Task to complete: Everything from the line holding "Given the photograph above, point out the dark" to the end of the data must be reproduced exactly; include both boundary lines and nothing else.
####################
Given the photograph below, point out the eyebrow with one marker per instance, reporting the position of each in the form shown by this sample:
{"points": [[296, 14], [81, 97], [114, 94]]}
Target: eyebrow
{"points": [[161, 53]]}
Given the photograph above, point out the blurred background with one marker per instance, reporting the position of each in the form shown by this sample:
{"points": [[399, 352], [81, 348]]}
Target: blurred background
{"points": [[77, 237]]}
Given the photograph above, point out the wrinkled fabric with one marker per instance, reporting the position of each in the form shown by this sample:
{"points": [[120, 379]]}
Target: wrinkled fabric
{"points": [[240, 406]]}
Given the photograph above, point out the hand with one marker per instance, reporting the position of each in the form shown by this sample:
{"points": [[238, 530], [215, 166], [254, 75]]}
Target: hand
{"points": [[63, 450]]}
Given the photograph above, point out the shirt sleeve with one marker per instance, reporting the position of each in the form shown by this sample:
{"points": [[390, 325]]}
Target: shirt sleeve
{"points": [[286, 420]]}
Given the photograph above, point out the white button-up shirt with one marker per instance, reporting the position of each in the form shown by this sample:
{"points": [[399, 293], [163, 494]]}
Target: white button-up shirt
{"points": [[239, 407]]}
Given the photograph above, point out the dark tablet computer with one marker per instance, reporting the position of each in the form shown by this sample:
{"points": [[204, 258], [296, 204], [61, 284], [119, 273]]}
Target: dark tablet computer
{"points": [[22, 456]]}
####################
Your solution:
Given the photograph above, point out the dark tablet computer with one marker per instance, reporting the position of each in the form shown by this sample:
{"points": [[204, 258], [296, 204], [61, 284], [119, 273]]}
Target: dark tablet computer
{"points": [[22, 456]]}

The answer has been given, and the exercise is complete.